§ **Exercise**
Reproduce the data below verbatim from the line containing "work_item: segmentation" to the line containing "85 277 L 123", including both of those lines.
* Begin *
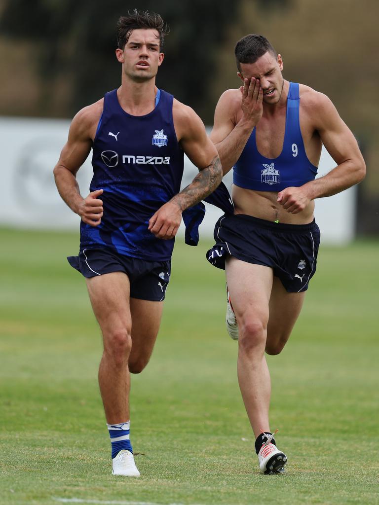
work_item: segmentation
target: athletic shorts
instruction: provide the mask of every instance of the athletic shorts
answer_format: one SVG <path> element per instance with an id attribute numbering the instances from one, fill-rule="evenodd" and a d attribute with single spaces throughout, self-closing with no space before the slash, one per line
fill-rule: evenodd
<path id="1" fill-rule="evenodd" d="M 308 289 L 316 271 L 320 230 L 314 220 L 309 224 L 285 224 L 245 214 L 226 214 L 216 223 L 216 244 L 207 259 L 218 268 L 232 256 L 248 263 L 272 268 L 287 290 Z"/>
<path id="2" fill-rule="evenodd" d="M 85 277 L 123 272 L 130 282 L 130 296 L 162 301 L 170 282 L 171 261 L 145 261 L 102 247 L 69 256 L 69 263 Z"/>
* End *
* Begin *
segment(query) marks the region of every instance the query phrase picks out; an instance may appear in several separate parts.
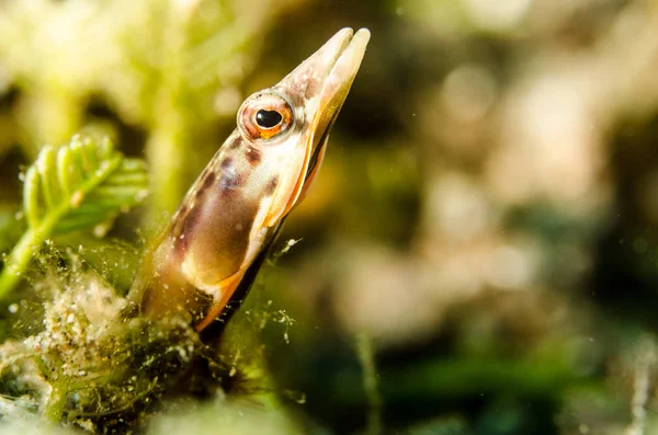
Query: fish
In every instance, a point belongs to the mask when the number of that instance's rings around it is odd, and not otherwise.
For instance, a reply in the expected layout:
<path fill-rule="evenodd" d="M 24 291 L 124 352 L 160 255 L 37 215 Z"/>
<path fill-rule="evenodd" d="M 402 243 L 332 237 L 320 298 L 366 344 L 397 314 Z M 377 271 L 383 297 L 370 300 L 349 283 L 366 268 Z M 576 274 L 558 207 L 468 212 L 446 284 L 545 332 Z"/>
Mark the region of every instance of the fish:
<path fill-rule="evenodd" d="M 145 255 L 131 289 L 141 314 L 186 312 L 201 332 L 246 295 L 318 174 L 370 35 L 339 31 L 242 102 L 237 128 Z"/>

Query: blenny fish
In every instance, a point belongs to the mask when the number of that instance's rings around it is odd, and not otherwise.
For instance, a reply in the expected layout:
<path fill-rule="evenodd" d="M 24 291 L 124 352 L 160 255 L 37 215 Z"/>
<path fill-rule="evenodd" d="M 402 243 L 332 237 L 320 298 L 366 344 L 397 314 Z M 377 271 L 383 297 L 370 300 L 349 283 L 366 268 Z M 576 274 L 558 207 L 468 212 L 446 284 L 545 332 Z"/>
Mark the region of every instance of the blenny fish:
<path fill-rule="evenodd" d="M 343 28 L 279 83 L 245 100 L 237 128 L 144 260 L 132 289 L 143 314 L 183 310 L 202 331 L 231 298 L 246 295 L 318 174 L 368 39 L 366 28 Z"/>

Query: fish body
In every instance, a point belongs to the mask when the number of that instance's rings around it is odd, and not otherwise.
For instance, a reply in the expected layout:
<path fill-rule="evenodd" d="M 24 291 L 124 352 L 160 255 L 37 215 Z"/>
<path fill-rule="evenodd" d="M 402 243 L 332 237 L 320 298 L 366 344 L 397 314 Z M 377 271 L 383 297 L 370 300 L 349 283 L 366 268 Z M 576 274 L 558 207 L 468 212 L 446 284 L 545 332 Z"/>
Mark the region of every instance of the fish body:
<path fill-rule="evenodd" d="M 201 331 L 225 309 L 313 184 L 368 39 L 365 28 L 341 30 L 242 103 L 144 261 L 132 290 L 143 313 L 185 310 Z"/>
* End *
§ **Answer to the task**
work_item: segmentation
target: athletic shorts
instruction: provide the mask of every instance of the athletic shorts
answer_format: one SVG <path> element per instance with an id attribute numbering the instances from one, fill-rule="evenodd" and a d attribute with single spaces throughout, self-closing with no space before the slash, one per line
fill-rule: evenodd
<path id="1" fill-rule="evenodd" d="M 308 289 L 316 271 L 320 230 L 314 220 L 309 224 L 285 224 L 245 214 L 226 214 L 216 223 L 216 244 L 207 259 L 218 268 L 232 256 L 248 263 L 272 268 L 287 290 Z"/>
<path id="2" fill-rule="evenodd" d="M 85 277 L 123 272 L 130 282 L 130 296 L 162 301 L 170 282 L 171 261 L 145 261 L 102 247 L 69 256 L 69 263 Z"/>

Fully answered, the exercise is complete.